Work instructions: Please reproduce the data below verbatim, line for line.

Records for processing:
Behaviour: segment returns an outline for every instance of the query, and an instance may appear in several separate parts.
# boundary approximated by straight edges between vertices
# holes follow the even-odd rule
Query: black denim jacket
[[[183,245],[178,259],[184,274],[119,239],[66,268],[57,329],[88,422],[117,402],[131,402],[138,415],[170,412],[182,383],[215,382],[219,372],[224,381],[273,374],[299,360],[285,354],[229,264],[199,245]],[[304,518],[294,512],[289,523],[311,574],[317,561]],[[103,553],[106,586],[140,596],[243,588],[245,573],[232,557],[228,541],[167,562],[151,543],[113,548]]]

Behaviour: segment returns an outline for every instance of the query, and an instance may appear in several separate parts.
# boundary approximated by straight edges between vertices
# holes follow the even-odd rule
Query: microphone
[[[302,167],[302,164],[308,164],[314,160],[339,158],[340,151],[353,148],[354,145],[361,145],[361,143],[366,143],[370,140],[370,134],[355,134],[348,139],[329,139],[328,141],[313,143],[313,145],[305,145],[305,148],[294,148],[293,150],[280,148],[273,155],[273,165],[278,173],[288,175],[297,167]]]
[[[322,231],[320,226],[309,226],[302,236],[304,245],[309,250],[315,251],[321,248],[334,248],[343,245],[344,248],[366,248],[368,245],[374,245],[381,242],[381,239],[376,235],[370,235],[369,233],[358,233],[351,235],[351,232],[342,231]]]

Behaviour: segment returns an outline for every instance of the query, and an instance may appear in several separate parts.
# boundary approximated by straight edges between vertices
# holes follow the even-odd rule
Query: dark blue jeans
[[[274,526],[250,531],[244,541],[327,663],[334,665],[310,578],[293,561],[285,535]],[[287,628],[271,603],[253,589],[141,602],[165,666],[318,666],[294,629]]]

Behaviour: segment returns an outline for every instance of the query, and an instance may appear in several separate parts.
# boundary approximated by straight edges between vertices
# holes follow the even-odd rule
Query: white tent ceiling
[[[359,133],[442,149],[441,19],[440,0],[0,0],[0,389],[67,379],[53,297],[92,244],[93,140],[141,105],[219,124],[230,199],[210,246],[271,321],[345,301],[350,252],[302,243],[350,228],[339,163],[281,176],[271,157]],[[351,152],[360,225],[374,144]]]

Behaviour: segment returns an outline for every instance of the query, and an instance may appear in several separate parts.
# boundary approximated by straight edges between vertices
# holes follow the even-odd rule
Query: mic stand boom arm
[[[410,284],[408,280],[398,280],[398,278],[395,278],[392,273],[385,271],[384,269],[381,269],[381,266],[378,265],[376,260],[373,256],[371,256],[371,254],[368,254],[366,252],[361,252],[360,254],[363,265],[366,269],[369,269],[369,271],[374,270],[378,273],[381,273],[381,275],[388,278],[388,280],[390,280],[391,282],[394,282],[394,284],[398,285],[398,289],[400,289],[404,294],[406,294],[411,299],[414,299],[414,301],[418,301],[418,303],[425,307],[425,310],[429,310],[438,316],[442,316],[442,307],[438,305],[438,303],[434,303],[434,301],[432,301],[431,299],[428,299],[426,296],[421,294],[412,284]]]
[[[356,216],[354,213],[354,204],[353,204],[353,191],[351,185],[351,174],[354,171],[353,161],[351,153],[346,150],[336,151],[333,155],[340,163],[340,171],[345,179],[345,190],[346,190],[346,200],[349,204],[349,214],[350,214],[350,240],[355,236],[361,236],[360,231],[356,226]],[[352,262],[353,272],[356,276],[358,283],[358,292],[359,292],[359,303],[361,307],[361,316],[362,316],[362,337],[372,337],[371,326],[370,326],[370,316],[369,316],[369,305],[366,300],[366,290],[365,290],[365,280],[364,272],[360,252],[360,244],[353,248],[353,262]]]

Result of this exercise:
Behaviour: segment returns an outline for every instance of the query, and an instance may appear in several separate parts.
# boundary approximated by straight edges between vertices
# holes follow the even-odd rule
Query: black denim jacket
[[[183,245],[178,259],[184,274],[119,239],[66,268],[57,329],[88,422],[117,402],[131,402],[138,415],[170,412],[182,383],[215,382],[219,372],[224,381],[273,374],[299,360],[285,354],[229,264],[199,245]],[[304,518],[294,512],[289,523],[311,574],[317,561]],[[103,553],[106,586],[140,596],[243,588],[245,573],[232,557],[228,541],[167,562],[151,543],[113,548]]]

Behaviour: segment returns an outline for every instance of the query, and an instance may appear in several separate parts.
# boundary approximated by straight edges between vertices
# holes follow the even-odd rule
Query: microphone
[[[302,167],[302,164],[308,164],[314,160],[339,158],[340,151],[353,148],[354,145],[361,145],[361,143],[366,143],[370,140],[370,134],[355,134],[348,139],[329,139],[328,141],[313,143],[313,145],[305,145],[305,148],[294,148],[293,150],[280,148],[273,155],[273,165],[278,173],[288,175],[297,167]]]
[[[322,231],[320,226],[309,226],[302,236],[304,245],[309,250],[315,251],[321,248],[334,248],[343,245],[344,248],[366,248],[368,245],[374,245],[381,242],[381,239],[376,235],[370,235],[369,233],[358,233],[351,235],[351,232],[342,231]]]

Behaviour: segment returns an outline for every instance of the query, and an instance may appear in several separate parts.
# boundary approximated by straight edges between vertices
# holes follow the even-odd rule
Query: dark blue jeans
[[[274,526],[250,531],[244,541],[327,663],[334,665],[310,578],[293,561],[285,535]],[[287,628],[271,603],[253,589],[141,602],[165,666],[318,666],[294,629]]]

Behaviour: segment returns an outline for every instance of the query, and an instance may appear in several separate parts.
# boundary approximated by straight edges between vertices
# holes follow the even-odd rule
Query: white tent ceiling
[[[359,133],[442,149],[441,19],[440,0],[0,0],[0,389],[67,379],[53,297],[92,244],[93,140],[141,105],[219,124],[230,199],[210,246],[271,321],[345,301],[350,252],[302,243],[350,228],[339,163],[281,176],[271,157]],[[351,152],[360,225],[374,144]]]

Behaviour: segment returns an outline for every instance of the query, and an instance may appear in several separate parts.
# boundary approximated by straight edges between vertices
# holes follow the even-odd rule
Query: mic stand boom arm
[[[410,284],[408,280],[398,280],[398,278],[395,278],[392,273],[385,271],[384,269],[381,269],[381,266],[378,265],[376,260],[373,256],[371,256],[371,254],[368,254],[366,252],[361,252],[360,254],[363,265],[366,269],[369,269],[369,271],[374,270],[378,273],[381,273],[381,275],[388,278],[388,280],[390,280],[391,282],[394,282],[394,284],[398,285],[398,289],[400,289],[404,294],[406,294],[411,299],[414,299],[414,301],[418,301],[418,303],[425,307],[425,310],[429,310],[438,316],[442,316],[442,307],[438,305],[438,303],[434,303],[434,301],[432,301],[431,299],[428,299],[426,296],[421,294],[412,284]]]
[[[356,216],[354,213],[354,204],[353,204],[353,191],[351,185],[351,174],[354,171],[353,161],[351,153],[346,150],[336,151],[333,155],[340,163],[340,171],[345,179],[345,190],[346,190],[346,200],[349,204],[349,214],[350,214],[350,240],[355,236],[361,236],[360,231],[356,226]],[[352,262],[353,272],[356,276],[358,283],[358,292],[359,292],[359,303],[361,307],[361,316],[362,316],[362,337],[372,337],[371,326],[370,326],[370,316],[369,316],[369,305],[366,300],[366,290],[365,290],[365,280],[364,272],[360,252],[360,244],[353,248],[353,262]]]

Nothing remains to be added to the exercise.